§ Short task A: In the grokking article below, list each input pair from the worked example for p = 5 together with the output it maps to.
§ Short task B: Carry on the grokking article below from its final sentence.

§ Document excerpt:
══════════════════════════════

Grokking: When Models Suddenly Understand
Grokking reveals something profound: neural networks can memorize first, then generalize much later. Understanding how this happens with modular arithmetic teaches us how models discover algorithms.
What Is Grokking?
Grokking is delayed generalization: a model memorizes the training data perfectly, then long after training loss hits zero, suddenly learns to generalize.
Training Loss: ████████░░░░░░░░░░░░░░░░ → 0 (early)
Test Loss: ████████████████████░░░░ → 0 (much later!)
↑
"Grokking" happens here
First observed by Power et al. (2022) on algorithmic tasks. The model memorizes lookup tables, then discovers the underlying algorithm.
The Modular Addition Task
The classic grokking setup:
Task: Learn $(x + y) \mod p$ for prime $p$ (typically $p = 113$)
# Input: two tokens x, y (each in range [0, p-1])
# Output: (x + y) mod p
# Example for p = 5:
# (2, 3) → 0 because (2 + 3) mod 5 = 0
# (4, 4) → 3 because (4 + 4) mod 5 = 3
# (1, 1) → 2 because (1 + 1) mod 5 = 2
Training setup:
- Vocabulary: $[0, 1, 2, ..., p-1]$
- Input format:
[x, y](two tokens) - Output: single token representing $(x + y) \mod p$
- Train on ~30% of all $(x, y)$ pairs
- Test on remaining ~70%
The Grokking Phenomenon
# Training curves look like this:
epochs = []
train_loss = [] # Drops to ~0 by epoch 1000
test_loss = [] # Stays high until epoch ~30,000, then drops!
# The model first memorizes the training set
# Then discovers the general algorithm
# This "sudden understanding" is grokking
Why does this happen?
- Memorization is the "easy" solution (low complexity per sample)
- Generalization requires discovering structure
- Weight decay slowly pushes toward simpler (generalizing) solutions
How Does the Model Compute Modular Addition?
Here's the key insight: the model uses Fourier analysis on the cyclic group $\mathbb{Z}/p\mathbb{Z}$.

══════════════════════════════

§ Entries provided:
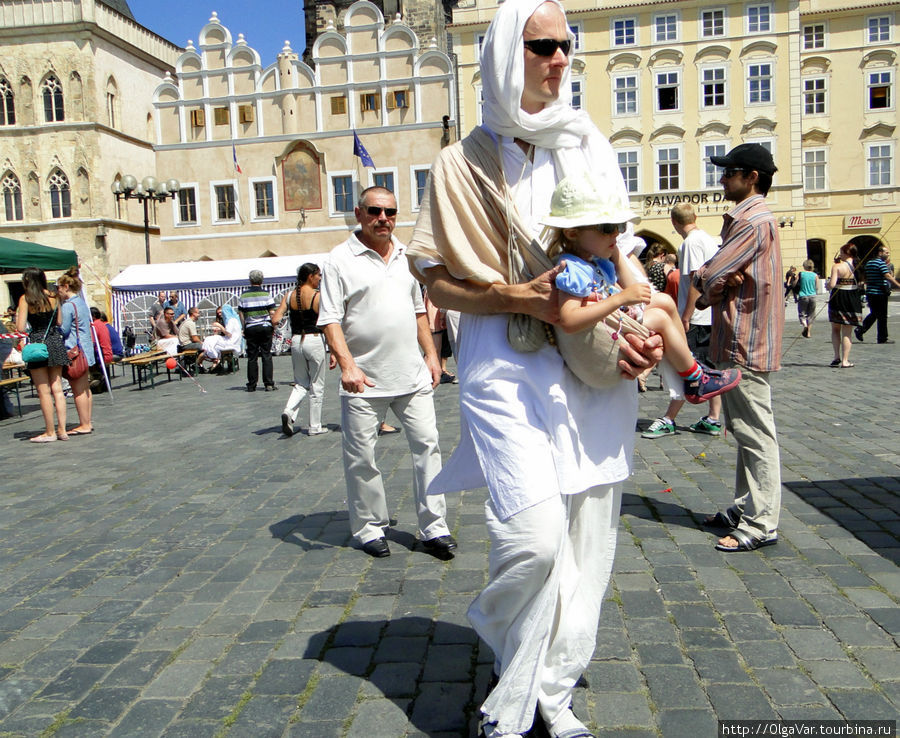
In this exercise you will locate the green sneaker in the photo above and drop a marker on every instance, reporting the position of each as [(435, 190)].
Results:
[(705, 425), (659, 427)]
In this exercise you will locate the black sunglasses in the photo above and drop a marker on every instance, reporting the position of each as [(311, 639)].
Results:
[(375, 210), (607, 229), (547, 46), (731, 171)]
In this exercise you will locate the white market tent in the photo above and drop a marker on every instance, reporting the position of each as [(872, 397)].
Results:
[(206, 284)]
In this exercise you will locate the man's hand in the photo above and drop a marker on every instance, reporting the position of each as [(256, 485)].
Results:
[(539, 297), (638, 354), (434, 367), (354, 379)]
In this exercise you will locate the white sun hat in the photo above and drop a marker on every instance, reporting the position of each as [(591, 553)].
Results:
[(577, 202)]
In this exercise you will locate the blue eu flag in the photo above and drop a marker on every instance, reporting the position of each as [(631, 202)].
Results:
[(360, 151)]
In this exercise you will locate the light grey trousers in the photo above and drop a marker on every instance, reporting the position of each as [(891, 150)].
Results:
[(757, 479), (310, 362), (360, 418)]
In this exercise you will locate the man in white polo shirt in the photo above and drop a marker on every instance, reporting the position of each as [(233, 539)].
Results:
[(374, 319)]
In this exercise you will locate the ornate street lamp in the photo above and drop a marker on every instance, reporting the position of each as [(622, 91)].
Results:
[(149, 189)]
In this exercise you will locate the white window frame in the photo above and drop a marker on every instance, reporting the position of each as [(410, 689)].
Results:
[(414, 203), (771, 77), (818, 160), (254, 216), (869, 41), (890, 166), (577, 29), (354, 192), (214, 203), (678, 87), (676, 31), (679, 147), (636, 76), (637, 151), (479, 43), (892, 92), (770, 18), (176, 206), (724, 81), (812, 95), (707, 168), (612, 32), (579, 80), (767, 142), (817, 43), (386, 170), (701, 30)]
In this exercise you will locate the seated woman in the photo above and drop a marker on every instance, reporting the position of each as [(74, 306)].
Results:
[(227, 336)]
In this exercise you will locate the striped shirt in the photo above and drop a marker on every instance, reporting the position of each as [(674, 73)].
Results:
[(255, 305), (875, 270), (747, 320)]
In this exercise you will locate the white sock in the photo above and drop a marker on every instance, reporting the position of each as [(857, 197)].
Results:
[(566, 721)]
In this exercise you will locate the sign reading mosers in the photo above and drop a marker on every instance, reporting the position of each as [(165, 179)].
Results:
[(854, 222), (694, 198)]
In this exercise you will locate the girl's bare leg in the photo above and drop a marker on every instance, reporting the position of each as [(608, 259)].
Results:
[(675, 347)]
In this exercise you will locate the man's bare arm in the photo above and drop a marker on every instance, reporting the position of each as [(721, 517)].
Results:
[(537, 297)]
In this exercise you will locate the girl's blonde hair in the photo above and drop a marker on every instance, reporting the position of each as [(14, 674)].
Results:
[(71, 280), (557, 243)]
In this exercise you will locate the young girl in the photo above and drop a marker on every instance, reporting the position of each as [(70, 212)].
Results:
[(597, 281)]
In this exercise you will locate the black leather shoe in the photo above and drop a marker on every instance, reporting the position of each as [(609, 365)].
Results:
[(377, 548), (440, 545)]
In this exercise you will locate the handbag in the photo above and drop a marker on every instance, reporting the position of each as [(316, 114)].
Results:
[(525, 333), (78, 361), (34, 352)]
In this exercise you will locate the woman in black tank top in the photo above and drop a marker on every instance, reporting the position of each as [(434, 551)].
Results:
[(308, 350)]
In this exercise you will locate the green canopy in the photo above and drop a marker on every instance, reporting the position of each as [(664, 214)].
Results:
[(18, 255)]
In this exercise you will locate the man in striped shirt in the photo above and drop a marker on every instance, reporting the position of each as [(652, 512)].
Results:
[(256, 307), (877, 291), (742, 284)]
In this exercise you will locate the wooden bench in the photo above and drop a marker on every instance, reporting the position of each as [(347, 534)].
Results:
[(12, 383)]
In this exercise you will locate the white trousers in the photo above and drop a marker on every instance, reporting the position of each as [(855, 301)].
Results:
[(549, 568), (360, 418), (310, 362)]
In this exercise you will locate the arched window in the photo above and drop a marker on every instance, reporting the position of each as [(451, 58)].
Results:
[(54, 111), (112, 102), (60, 195), (12, 197), (7, 104)]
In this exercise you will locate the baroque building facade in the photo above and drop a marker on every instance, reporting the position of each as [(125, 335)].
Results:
[(673, 83), (76, 82), (265, 155)]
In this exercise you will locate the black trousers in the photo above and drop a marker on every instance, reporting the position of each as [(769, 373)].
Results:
[(259, 346), (877, 313)]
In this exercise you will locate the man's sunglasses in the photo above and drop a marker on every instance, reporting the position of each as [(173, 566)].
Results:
[(374, 210), (731, 171), (547, 46), (607, 229)]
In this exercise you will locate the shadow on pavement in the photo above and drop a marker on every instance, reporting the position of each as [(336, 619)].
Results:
[(431, 670), (868, 507)]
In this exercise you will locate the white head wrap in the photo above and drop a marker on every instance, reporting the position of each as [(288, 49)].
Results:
[(503, 80)]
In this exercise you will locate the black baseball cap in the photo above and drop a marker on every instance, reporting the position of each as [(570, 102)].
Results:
[(748, 157)]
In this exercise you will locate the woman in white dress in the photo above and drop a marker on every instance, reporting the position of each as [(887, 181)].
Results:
[(227, 336), (552, 451)]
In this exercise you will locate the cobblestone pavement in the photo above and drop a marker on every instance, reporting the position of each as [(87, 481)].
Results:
[(186, 571)]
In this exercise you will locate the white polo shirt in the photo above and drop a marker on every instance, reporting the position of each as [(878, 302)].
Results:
[(376, 304)]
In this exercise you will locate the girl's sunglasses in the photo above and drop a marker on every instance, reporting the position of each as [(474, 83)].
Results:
[(547, 46), (607, 229)]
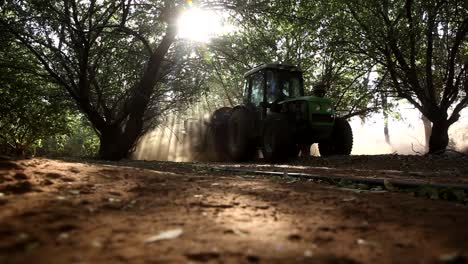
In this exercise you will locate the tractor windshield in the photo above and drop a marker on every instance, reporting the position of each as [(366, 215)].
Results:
[(282, 85)]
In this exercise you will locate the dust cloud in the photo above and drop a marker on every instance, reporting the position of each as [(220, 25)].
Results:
[(183, 139)]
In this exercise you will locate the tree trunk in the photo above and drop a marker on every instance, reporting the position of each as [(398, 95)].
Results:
[(115, 145), (118, 140), (385, 114), (438, 140), (427, 131)]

══════════════════════════════

§ Output A:
(2, 3) → 0
(4, 4) → 3
(1, 1) → 2

§ Output B:
The residual stream learns to represent numbers using trigonometric functions:
$$\text{embed}(x) \approx [\cos(2\pi kx/p), \sin(2\pi kx/p)]_{k=1,2,...}$$
The Fourier Basis
For modular arithmetic, numbers live on a circle (they "wrap around"):
0 → 1 → 2 → ... → (p-1) → 0 → 1 → ...
The natural basis for functions on a circle is Fourier:
$$\cos(2\pi k x / p), \quad \sin(2\pi k x / p) \quad \text{for } k = 0, 1, ..., p-1$$
import torch
import numpy as np
p = 113 # Prime modulus
def fourier_basis(p):
"""Create Fourier basis for Z_p."""
x = torch.arange(p)
basis = []
for k in range(p):
cos_k = torch.cos(2 * np.pi * k * x / p)
sin_k = torch.sin(2 * np.pi * k * x / p)
basis.extend([cos_k, sin_k])
return torch.stack(basis) # Shape: (2p, p)
The Trigonometric Identity for Addition
The model exploits a fundamental identity:
$$\cos(a + b) = \cos(a)\cos(b) - \sin(a)\sin(b)$$ $$\sin(a + b) = \sin(a)\cos(b) + \cos(a)\sin(b)$$
This means: if you know $\cos(\theta_x)$, $\sin(\theta_x)$ and $\cos(\theta_y)$, $\sin(\theta_y)$, you can compute $\cos(\theta_x + \theta_y)$ and $\sin(\theta_x + \theta_y)$!
def compute_sum_fourier(cos_x, sin_x, cos_y, sin_y):
"""Compute cos(x+y) and sin(x+y) from components."""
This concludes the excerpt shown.